◆ **Vorliegender Textauszug**:
------------------------
Was das Internet sagt

Verdutzte Gesichter am Wahlsonntag in den Redaktionsräumen, als die ersten Zahlen die Runde machen. Eine nahezu absolutistische Mehrheit für Merkel – dabei hat die noch nicht mal einen eigenen Twitter-Account (im Gegensatz zu ihrer Schlandkette). Die FDP draussen – und die AfD – wo kam die auf einmal her? Nur eine Woche vor der Wahl hatten die Meinungsforscher einer AfD 2 bis maximal 4,5 Prozent zugetraut. Wieso hatte die vorher keiner auf dem Radar? Und vor allem: Wo sind die Stars und Themen, die in den Sozialen Netzwerken bis zuletzt gefragt und meistens ungefragt die Diskussion bestimmten?

„Richard, was sagt das Internet?“ – „Wisst Ihr was?“ hätte ich meinen TV-Chefs gerne zurückgefaxt: Who cares! Woher soll ich das wissen? Wir schreiben doch auch nur bei den anderen ab!
------------------------
◆ **Auflistung**:
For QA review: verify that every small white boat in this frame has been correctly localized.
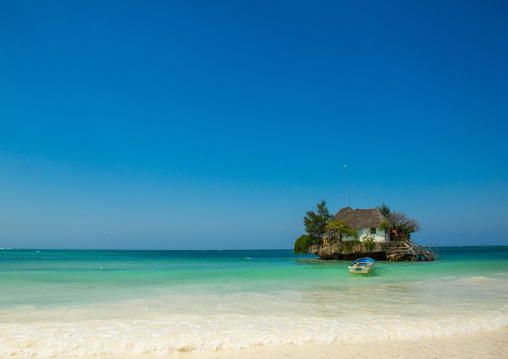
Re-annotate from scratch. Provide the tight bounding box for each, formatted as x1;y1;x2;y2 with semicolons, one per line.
348;257;376;273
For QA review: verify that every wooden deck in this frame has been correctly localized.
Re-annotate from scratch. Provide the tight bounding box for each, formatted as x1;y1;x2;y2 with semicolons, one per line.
385;236;439;261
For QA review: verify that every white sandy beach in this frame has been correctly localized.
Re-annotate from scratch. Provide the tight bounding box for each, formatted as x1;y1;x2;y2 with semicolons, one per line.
82;328;508;359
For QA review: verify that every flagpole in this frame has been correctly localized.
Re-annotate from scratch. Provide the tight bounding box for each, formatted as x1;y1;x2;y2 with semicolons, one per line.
344;165;351;207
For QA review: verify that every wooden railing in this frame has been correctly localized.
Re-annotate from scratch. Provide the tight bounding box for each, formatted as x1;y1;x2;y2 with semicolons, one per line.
385;236;439;261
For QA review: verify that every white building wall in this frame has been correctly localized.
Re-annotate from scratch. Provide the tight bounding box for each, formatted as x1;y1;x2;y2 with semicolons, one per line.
345;228;385;242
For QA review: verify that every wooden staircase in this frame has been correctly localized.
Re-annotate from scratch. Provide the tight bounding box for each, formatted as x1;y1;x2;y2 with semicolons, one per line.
385;236;439;261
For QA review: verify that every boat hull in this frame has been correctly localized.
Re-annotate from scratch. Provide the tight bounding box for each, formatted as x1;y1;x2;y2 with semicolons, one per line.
349;266;373;273
348;257;376;273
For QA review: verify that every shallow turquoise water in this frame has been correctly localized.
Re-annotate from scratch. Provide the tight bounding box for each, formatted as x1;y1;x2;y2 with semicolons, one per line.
0;246;508;357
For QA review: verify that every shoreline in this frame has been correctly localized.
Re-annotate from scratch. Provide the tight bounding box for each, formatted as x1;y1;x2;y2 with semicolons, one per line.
81;327;508;359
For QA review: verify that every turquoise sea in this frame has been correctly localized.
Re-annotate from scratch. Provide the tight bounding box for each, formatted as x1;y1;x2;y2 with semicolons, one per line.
0;246;508;358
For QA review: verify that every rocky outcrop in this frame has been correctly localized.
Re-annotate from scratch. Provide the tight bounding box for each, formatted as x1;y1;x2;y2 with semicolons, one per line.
307;242;387;260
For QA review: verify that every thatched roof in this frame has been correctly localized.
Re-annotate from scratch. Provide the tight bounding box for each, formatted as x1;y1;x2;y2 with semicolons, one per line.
332;207;386;229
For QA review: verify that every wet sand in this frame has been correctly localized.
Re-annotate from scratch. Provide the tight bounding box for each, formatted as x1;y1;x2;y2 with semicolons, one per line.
87;328;508;359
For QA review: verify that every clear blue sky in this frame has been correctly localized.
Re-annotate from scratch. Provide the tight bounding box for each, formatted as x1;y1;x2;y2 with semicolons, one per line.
0;0;508;249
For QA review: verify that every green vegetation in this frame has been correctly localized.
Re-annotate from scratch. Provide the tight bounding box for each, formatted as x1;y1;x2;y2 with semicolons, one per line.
377;203;422;237
342;238;361;253
294;234;321;254
303;201;333;238
362;233;376;252
294;201;333;254
326;221;358;242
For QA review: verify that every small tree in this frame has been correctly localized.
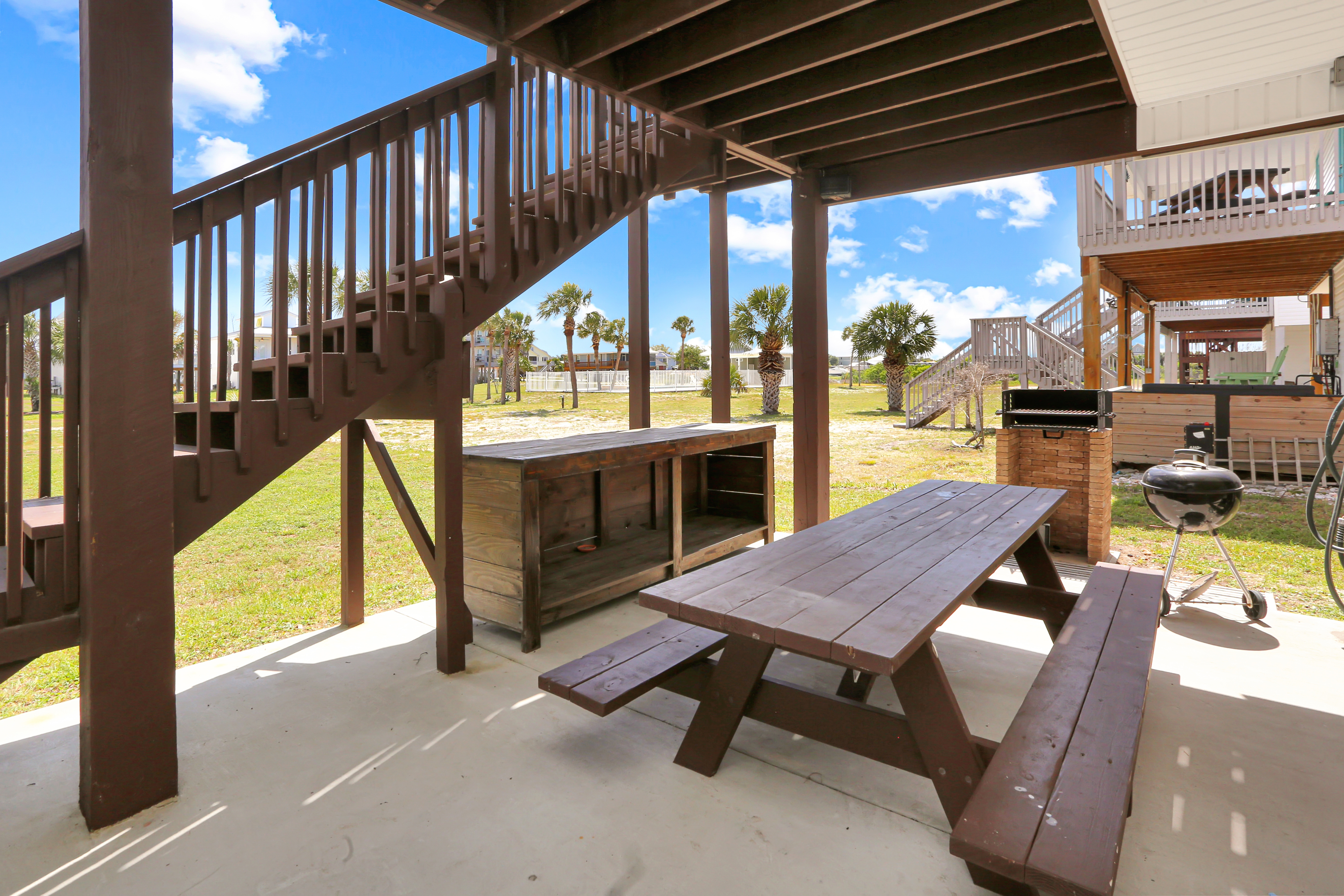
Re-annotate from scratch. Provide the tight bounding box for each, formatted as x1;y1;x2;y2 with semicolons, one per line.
681;345;710;371
952;361;1003;447
728;283;793;414
849;302;938;411
672;314;695;371
536;283;593;407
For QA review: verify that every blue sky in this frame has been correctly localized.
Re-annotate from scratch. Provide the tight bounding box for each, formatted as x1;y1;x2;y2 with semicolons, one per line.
0;0;1078;355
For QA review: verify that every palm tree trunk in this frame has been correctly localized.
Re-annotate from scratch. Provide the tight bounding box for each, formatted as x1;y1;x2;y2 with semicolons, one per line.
882;361;906;411
564;333;579;407
761;373;784;414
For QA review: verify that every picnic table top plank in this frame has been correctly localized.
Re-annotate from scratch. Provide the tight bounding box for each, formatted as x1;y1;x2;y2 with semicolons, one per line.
1027;570;1162;893
775;486;1063;674
640;480;1066;674
679;482;984;631
724;485;1007;642
952;563;1129;881
640;480;950;616
831;489;1066;676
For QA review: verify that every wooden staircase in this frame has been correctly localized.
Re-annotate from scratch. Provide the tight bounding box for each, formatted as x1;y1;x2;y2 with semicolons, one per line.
0;55;724;681
905;286;1145;429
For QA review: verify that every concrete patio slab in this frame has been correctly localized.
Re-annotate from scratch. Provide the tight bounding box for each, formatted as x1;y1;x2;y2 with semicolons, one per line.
0;570;1344;896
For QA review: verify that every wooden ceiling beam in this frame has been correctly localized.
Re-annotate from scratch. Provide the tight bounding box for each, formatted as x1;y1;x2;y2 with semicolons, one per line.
661;0;1010;113
835;105;1134;203
554;0;728;69
742;26;1106;145
704;0;1093;128
801;81;1125;168
501;0;589;40
621;0;874;90
771;56;1116;156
------------------------
◆ **Kurze Aufgabe 1**: Gib aus der Auflistung alles ab der Zeile mit „For QA review: verify that every wooden ceiling“ bis zur letzten Zeile unverändert wieder.
◆ **Kurze Aufgabe 2**: Schreib den Text über den Wahlsonntag und das Internet nach seinem letzten Satz weiter.

◆ **Antwort zur Aufgabe 1**:
For QA review: verify that every wooden ceiling beam in this frame has been correctly localized.
Re-annotate from scratch. Provide the tight bounding box for each, formatted as x1;y1;x2;y2 with semicolons, one per line.
661;0;1010;113
835;105;1134;203
554;0;728;69
742;26;1106;145
704;0;1093;128
801;81;1125;168
501;0;589;40
621;0;874;90
771;56;1116;156

◆ **Antwort zur Aufgabe 2**:
Kreativität zahlt sich nicht aus

Was mich am fertigsten macht: Kandidaten, die mit öden Spots, Plakaten und Strategien angetreten sind, konnten bei der Wahl offenbar punkten. Kreative Web-Wahlkämpfe hingegen verliefen oft im Nirvana. Beispiel Landtagswahl Bayern. Woche um Woche ließ sich Thomas Pfeiffer, Kandidat der Bayerischen Grünen, Mini-Spiele oder interaktive Wahlkampfmotive und Mitmach-Aktionen einfallen. Umsonst. Pfeiffer hat den Einzug ins Parlament verpasst (Disclaimer: Ich bin mit Thomas Pfeiffer befreundet).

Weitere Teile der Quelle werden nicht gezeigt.